-- Opening Marker --

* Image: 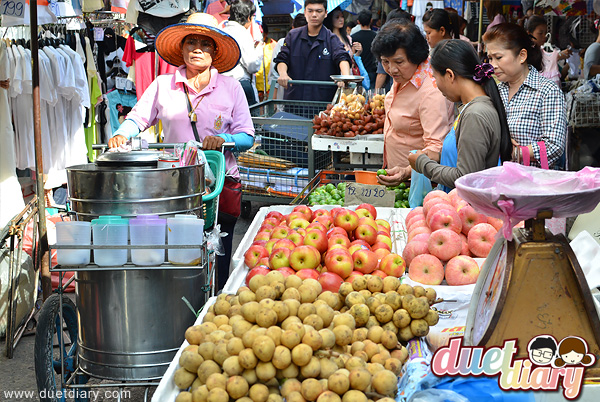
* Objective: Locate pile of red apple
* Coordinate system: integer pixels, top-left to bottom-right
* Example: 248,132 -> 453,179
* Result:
403,189 -> 503,286
244,204 -> 406,294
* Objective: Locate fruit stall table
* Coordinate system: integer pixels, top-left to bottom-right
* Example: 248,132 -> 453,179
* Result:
311,135 -> 384,170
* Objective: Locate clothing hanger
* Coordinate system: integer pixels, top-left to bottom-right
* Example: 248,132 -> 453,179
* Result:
543,33 -> 553,53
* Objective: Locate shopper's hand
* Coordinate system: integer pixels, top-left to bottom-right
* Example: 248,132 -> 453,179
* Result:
408,150 -> 424,170
377,166 -> 410,187
558,47 -> 573,60
203,135 -> 226,150
352,42 -> 363,57
108,134 -> 128,149
0,79 -> 9,89
278,73 -> 291,88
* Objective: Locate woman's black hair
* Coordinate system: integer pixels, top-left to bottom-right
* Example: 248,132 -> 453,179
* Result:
387,8 -> 413,24
430,39 -> 512,163
483,23 -> 543,71
529,337 -> 557,353
229,0 -> 256,25
526,15 -> 546,34
371,21 -> 429,65
324,8 -> 350,48
423,8 -> 459,39
292,13 -> 308,29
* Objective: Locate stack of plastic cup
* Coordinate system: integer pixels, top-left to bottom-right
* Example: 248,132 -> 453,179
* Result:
167,215 -> 204,265
91,215 -> 129,266
129,215 -> 167,266
55,221 -> 91,266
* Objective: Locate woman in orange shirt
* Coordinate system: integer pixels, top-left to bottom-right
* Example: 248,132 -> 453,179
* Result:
371,20 -> 453,186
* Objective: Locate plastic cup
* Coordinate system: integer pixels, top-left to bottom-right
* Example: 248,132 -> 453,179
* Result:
91,216 -> 129,267
55,221 -> 91,266
130,215 -> 167,266
167,215 -> 204,265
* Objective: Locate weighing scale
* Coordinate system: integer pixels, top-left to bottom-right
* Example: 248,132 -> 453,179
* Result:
330,74 -> 365,105
459,166 -> 600,377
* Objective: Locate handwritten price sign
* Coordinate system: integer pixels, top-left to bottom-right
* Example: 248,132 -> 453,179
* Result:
344,183 -> 395,207
1,0 -> 25,17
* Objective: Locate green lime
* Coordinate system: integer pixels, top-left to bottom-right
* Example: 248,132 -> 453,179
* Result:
394,200 -> 402,208
399,182 -> 407,189
377,169 -> 387,176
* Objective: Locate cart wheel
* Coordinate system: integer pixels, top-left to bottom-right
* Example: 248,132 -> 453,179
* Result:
241,201 -> 252,219
35,294 -> 89,402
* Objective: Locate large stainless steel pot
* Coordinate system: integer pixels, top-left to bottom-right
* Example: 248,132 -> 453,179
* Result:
66,160 -> 207,380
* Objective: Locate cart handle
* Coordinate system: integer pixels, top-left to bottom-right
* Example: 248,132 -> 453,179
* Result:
92,142 -> 236,151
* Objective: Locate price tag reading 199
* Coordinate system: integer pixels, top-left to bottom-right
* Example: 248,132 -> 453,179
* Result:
344,183 -> 395,208
1,0 -> 25,17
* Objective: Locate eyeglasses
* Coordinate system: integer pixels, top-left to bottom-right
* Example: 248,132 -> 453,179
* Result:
532,350 -> 553,359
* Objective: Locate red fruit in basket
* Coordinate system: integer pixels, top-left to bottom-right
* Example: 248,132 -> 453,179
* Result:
356,204 -> 377,220
258,225 -> 274,234
405,207 -> 424,226
350,239 -> 370,249
270,248 -> 292,270
313,209 -> 331,218
265,239 -> 278,254
251,240 -> 267,247
458,205 -> 487,236
290,245 -> 321,271
467,223 -> 497,258
429,209 -> 462,234
293,205 -> 313,222
428,229 -> 462,261
265,211 -> 284,222
276,267 -> 296,278
423,190 -> 451,207
327,227 -> 348,239
487,216 -> 504,232
372,269 -> 388,279
334,209 -> 359,232
352,249 -> 378,274
315,215 -> 334,229
262,217 -> 280,227
425,202 -> 455,225
318,272 -> 344,293
354,224 -> 378,245
274,239 -> 296,252
259,257 -> 270,268
286,212 -> 305,225
325,249 -> 353,279
407,226 -> 432,242
289,218 -> 310,230
270,225 -> 291,239
304,230 -> 328,254
307,221 -> 327,233
295,227 -> 307,237
377,225 -> 391,236
287,232 -> 305,247
296,269 -> 320,281
372,241 -> 391,252
330,207 -> 344,219
328,234 -> 351,249
244,245 -> 269,268
245,266 -> 270,287
402,241 -> 429,267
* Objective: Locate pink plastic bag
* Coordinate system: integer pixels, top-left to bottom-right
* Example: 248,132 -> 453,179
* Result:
455,163 -> 600,240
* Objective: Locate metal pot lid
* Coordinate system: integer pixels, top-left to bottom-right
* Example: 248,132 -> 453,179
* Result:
96,150 -> 161,166
330,75 -> 364,83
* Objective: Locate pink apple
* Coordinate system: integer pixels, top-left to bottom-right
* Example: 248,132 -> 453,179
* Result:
372,270 -> 388,279
269,248 -> 291,270
423,190 -> 451,206
377,225 -> 391,235
407,218 -> 428,234
445,255 -> 480,286
376,219 -> 391,231
270,225 -> 291,239
379,253 -> 406,277
324,248 -> 353,279
244,245 -> 269,268
487,216 -> 503,232
349,243 -> 369,256
254,231 -> 271,242
402,240 -> 430,267
277,267 -> 296,278
411,232 -> 431,244
356,203 -> 377,220
327,227 -> 348,239
352,249 -> 378,274
428,229 -> 462,261
318,272 -> 344,293
262,217 -> 280,227
405,207 -> 425,226
371,241 -> 391,252
408,254 -> 444,285
354,224 -> 378,245
346,273 -> 363,283
426,203 -> 456,226
328,234 -> 351,249
357,217 -> 378,232
304,230 -> 328,254
374,248 -> 391,263
252,240 -> 267,247
458,205 -> 487,236
407,226 -> 432,242
265,238 -> 279,254
375,234 -> 392,250
333,209 -> 360,233
293,205 -> 314,222
289,218 -> 310,230
467,223 -> 497,258
330,207 -> 344,219
350,239 -> 371,248
287,232 -> 305,247
313,209 -> 331,219
455,199 -> 469,213
289,245 -> 321,271
265,211 -> 284,222
296,228 -> 307,237
307,221 -> 327,233
459,233 -> 471,256
428,208 -> 462,234
274,238 -> 296,252
260,257 -> 271,268
406,213 -> 427,230
259,225 -> 275,234
315,215 -> 334,229
285,212 -> 305,225
423,196 -> 452,217
245,266 -> 270,287
328,244 -> 348,252
296,269 -> 320,281
447,189 -> 462,208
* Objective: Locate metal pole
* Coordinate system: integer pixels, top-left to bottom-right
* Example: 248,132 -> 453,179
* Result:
30,0 -> 52,300
478,0 -> 484,54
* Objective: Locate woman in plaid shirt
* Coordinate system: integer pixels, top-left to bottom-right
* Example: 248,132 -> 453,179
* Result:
483,23 -> 567,169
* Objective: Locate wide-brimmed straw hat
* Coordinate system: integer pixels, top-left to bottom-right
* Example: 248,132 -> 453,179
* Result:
155,13 -> 240,73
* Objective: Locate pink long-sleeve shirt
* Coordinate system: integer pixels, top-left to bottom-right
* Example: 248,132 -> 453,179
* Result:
126,66 -> 254,177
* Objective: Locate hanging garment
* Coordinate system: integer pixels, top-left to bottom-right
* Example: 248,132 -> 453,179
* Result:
106,89 -> 138,134
0,42 -> 25,227
135,0 -> 189,18
541,48 -> 561,87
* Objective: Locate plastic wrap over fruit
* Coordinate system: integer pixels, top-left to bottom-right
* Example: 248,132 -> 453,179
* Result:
455,163 -> 600,240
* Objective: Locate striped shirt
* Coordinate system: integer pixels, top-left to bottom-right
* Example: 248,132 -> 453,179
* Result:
497,66 -> 567,168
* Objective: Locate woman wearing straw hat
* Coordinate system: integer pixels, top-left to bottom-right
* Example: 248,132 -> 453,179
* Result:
108,13 -> 255,291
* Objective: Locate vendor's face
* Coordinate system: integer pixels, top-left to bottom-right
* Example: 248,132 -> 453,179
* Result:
531,24 -> 546,47
485,40 -> 527,82
182,35 -> 216,71
305,4 -> 327,29
332,11 -> 345,30
380,47 -> 419,86
424,25 -> 446,48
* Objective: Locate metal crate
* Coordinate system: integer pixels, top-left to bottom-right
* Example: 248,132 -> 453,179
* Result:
240,100 -> 333,209
569,93 -> 600,128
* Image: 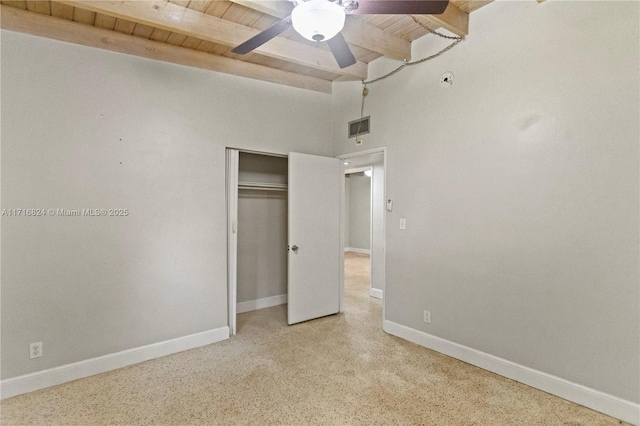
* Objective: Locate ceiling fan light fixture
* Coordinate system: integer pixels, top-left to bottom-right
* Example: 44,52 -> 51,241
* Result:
292,0 -> 346,42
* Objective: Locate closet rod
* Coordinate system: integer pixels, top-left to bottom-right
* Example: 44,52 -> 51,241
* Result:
238,186 -> 287,192
238,181 -> 288,191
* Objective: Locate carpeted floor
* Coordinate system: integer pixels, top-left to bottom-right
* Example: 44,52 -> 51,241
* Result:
1,252 -> 624,425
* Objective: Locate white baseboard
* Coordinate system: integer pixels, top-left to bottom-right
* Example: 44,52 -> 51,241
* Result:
1,326 -> 229,400
370,288 -> 383,299
345,247 -> 370,254
383,320 -> 639,425
237,294 -> 287,314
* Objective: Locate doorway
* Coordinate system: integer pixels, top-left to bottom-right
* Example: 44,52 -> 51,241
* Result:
339,148 -> 386,310
344,167 -> 372,300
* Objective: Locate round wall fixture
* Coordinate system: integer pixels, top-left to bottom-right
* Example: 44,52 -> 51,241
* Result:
440,71 -> 454,87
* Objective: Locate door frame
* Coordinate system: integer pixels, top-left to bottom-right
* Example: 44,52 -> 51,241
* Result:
226,149 -> 239,336
226,147 -> 288,336
227,147 -> 384,332
336,147 -> 387,317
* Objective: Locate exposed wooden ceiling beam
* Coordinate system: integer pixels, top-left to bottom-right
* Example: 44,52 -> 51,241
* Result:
230,0 -> 293,19
342,18 -> 409,60
0,5 -> 332,93
230,0 -> 412,61
58,0 -> 367,79
418,2 -> 468,37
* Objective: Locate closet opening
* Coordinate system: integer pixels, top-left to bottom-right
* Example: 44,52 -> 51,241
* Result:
227,150 -> 289,335
228,148 -> 343,334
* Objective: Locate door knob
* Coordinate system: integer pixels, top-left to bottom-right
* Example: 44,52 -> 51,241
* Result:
291,245 -> 299,252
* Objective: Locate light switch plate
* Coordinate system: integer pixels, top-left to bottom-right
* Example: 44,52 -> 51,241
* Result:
400,218 -> 406,230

-- Closing Marker --

*THE TASK*. Once the line containing "Locate door knob" is found, please retype it and every remaining line of the listing above, exactly, with nothing else.

*SOLUTION TO THE EXERCISE*.
* Objective: Locate door knob
* Coordinate system: integer pixels, top-left to bottom-right
* Example: 44,52 -> 51,241
* Result:
291,245 -> 299,252
* Objective: Locate light switch plate
* Coordinate system: integer pixels, top-left to bottom-right
* Example: 44,52 -> 51,241
* Result:
400,218 -> 406,230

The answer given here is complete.